# [Reto 1]
¿Puedes copiar de nuevo, íntegro, solo el tramo de los registros que va desde la línea que contiene "To accomplish: interact with the blurred" hasta la línea que contiene "[3,0,17,11]", ambas incluidas, añadiendo 103 a cada número de las coordenadas?

# [Artículo]
★ ★ ★ ★ ★ ★ ★

Ser acusado de fascista o de ser de ultraderecha es algo muy serio como para utilizarlo a la ligera, escribe Ignacio Urquizu, profesor de Sociología en la Universidad Complutense de Madrid y diputado socialista en el Congreso, pero tan grave resulta eso como pensar que los episodios históricos del fascismo tampoco estaban tan mal.
Con la entrada en el Parlamento andaluz de Vox, comienza diciendo Urquizu, en estas semanas hemos leído numerosos textos y escuchado múltiples análisis donde se trata de saber por qué hay gente dispuesta a votar a un partido de extrema derecha populista. Se han recurrido a estadísticas, casos particulares y numerosas teorías. Casi todas ellas tienen una parte de verdad, puesto que ningún fenómeno social es el resultado de un solo factor. La realidad siempre tiene múltiples causas, aunque algunas son más importantes que otras. Pero al margen de todas estas razones, me gustaría exponer un argumento que es compartido por casi todas esas personas que pueden estar pensando en estos momentos en subirse al carro de Vox: la banalización de la extrema derecha.

★ ★ ★ ★ ★ ★ ★

# [Reto 2]
¿Puedes seguir escribiendo el artículo sobre la banalización de la extrema derecha a partir de su última oración?

★ ★ ★ ★ ★ ★ ★

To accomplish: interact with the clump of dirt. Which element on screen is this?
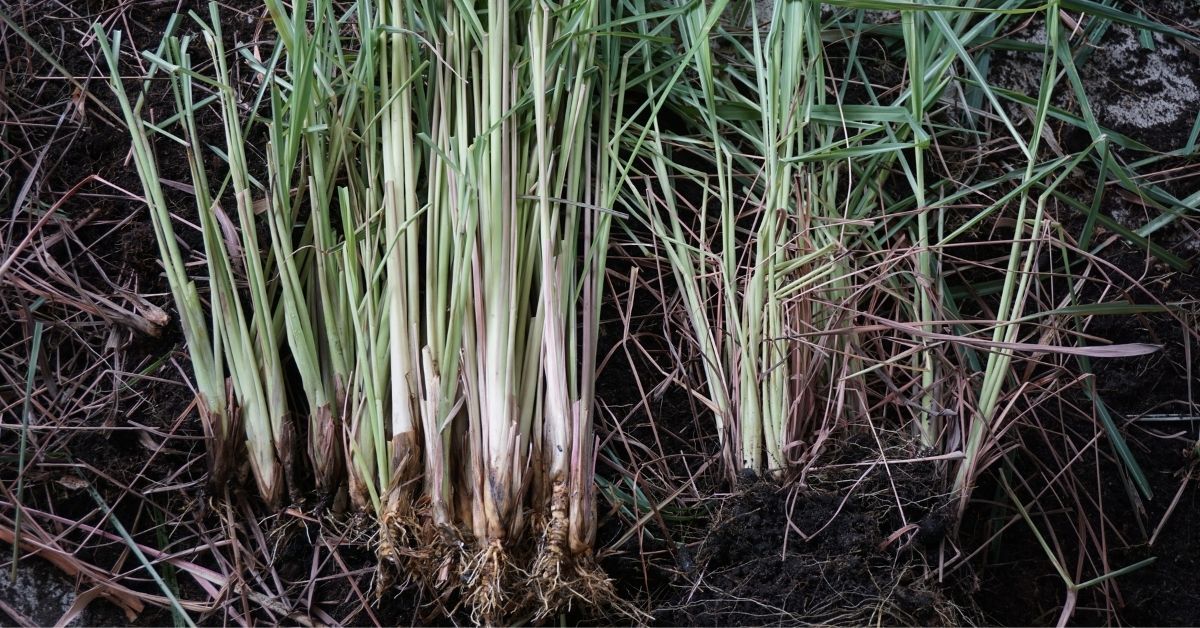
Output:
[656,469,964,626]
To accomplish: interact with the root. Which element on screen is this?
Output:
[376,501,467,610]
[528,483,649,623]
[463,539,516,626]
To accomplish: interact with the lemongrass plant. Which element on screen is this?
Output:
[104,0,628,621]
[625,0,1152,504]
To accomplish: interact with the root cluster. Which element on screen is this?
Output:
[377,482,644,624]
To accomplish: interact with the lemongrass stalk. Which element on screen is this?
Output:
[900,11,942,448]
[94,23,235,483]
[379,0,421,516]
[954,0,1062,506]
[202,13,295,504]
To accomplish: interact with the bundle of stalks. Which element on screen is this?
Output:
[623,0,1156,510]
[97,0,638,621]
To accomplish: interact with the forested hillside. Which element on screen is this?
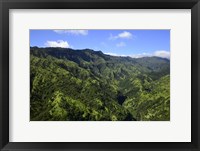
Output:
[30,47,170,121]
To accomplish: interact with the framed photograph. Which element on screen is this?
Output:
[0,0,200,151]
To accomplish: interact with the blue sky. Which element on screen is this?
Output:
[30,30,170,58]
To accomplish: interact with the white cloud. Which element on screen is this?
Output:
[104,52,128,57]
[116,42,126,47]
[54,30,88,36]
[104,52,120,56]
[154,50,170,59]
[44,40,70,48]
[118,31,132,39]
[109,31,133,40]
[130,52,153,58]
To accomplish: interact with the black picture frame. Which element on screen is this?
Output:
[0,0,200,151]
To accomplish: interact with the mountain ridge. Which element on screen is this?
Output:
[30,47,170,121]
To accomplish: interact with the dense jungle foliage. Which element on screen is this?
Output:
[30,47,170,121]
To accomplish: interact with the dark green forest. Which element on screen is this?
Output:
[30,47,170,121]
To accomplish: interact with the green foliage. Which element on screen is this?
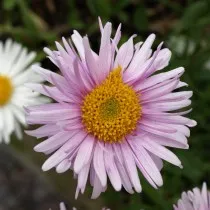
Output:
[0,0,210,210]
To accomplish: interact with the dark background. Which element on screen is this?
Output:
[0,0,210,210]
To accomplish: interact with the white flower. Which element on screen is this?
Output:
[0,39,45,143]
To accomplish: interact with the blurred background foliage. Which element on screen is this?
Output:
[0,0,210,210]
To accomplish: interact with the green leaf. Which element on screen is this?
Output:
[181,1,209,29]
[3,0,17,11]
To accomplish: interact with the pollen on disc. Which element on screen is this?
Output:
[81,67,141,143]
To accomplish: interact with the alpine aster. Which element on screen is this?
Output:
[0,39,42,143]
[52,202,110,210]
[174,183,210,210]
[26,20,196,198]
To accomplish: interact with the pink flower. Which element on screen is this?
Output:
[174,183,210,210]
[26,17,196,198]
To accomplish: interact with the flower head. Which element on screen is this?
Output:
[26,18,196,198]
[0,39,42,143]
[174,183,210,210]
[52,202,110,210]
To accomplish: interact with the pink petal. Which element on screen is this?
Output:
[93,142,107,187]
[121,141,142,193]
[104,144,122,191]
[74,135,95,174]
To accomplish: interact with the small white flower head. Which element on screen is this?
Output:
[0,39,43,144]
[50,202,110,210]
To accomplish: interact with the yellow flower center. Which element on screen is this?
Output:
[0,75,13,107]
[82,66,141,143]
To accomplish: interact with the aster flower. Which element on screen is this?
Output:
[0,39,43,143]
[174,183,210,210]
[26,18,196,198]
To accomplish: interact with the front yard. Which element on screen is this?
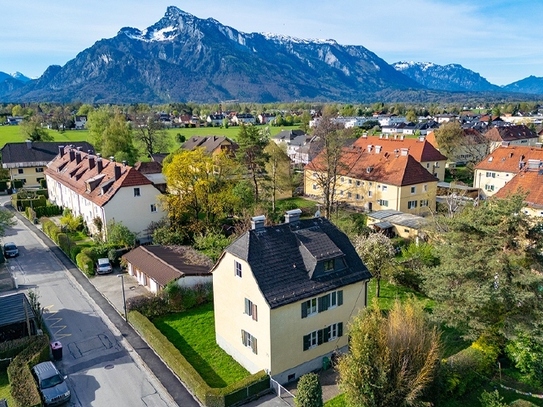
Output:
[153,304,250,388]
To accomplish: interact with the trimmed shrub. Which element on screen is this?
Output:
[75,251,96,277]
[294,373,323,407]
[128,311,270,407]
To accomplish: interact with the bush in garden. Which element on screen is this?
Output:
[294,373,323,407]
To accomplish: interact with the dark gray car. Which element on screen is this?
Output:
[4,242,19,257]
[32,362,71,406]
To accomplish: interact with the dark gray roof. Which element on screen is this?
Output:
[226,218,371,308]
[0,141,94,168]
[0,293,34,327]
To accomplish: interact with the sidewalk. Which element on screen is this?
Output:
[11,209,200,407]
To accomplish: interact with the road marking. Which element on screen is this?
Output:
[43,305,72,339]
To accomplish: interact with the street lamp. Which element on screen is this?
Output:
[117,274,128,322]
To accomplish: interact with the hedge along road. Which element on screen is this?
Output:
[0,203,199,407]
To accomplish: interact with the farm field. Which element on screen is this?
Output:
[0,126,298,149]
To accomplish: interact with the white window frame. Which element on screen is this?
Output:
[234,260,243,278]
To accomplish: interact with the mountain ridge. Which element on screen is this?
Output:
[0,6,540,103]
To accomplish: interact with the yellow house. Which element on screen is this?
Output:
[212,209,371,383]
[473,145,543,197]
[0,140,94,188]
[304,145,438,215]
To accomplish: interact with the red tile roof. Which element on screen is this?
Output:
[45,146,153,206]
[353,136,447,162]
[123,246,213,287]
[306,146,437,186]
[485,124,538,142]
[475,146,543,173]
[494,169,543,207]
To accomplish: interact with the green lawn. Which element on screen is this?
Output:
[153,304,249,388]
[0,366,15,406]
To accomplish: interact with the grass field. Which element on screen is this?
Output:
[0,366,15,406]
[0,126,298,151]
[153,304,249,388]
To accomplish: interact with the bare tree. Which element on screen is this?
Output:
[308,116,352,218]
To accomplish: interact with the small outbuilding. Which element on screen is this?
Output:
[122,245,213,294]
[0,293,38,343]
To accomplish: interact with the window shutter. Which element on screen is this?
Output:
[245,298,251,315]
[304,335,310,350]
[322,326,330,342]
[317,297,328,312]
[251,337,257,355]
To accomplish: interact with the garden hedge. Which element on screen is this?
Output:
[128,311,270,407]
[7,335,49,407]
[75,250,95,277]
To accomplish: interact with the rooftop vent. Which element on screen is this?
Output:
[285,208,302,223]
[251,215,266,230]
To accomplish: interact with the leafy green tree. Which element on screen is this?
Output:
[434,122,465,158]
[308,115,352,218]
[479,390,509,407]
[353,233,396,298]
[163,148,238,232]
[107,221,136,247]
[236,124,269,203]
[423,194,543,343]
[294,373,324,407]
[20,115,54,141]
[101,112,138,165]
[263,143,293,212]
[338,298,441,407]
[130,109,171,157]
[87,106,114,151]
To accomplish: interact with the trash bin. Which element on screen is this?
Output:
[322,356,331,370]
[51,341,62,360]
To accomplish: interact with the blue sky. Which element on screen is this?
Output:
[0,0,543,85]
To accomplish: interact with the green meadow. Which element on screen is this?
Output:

★ ★ ★ ★ ★ ★ ★

# [Respuesta correcta 1]
To accomplish: interact with the blurred background foliage. Which element on screen is this?
Output:
[103,103,313,313]
To accomplish: interact with the green leaf. Which element on screen is this?
Output:
[284,104,312,132]
[106,103,120,114]

# [Respuesta correcta 2]
Hannah Arendt, en Eichmann en Jerusalén, se hace la misma pregunta que muchos analistas se hacen estos días: ¿por qué personas de nuestra vida cotidiana pueden acabar apoyando una opción heredera del fascismo? La respuesta de Arendt se resume en un concepto: la banalidad del mal. Eichmann, quien fue condenado por su colaboración con el régimen nazi, nunca pensó que lo que hacía era incorrecto. Y es que este militar alemán no era un monstruo o un psicópata. Más bien su colaboración con el fascismo la realizó sin medir las consecuencias de sus actos e integrándola dentro de la normalidad.
En España, desde hace mucho tiempo, la idea de extrema derecha se ha banalizado por las diferentes corrientes ideológicas. Lo resumiré en dos ejemplos que engloban tanto a la izquierda como a la derecha. Cuando estaba en la Facultad de Ciencias Políticas de la Universidad Complutense, uno podía ser acusado de fascista con mucha facilidad por el grupo dominante: la extrema izquierda. Recuerdo cómo una tarde, una persona que hoy es un dirigente destacado de Ahora Madrid decidió arrancar un cartel de la pared que anunciaba unos actos religiosos. Un compañero de clase, de tendencia más bien liberal, le afeó esa actitud. Acto seguido, mi amigo fue acusado a gritos de fascista. Muchas de nuestras discusiones en clase o en la cafetería incluían ese término con demasiada ligereza. Hay una parte de la extrema izquierda que ha utilizado tanto este vocablo que ha logrado vaciarlo de contenido.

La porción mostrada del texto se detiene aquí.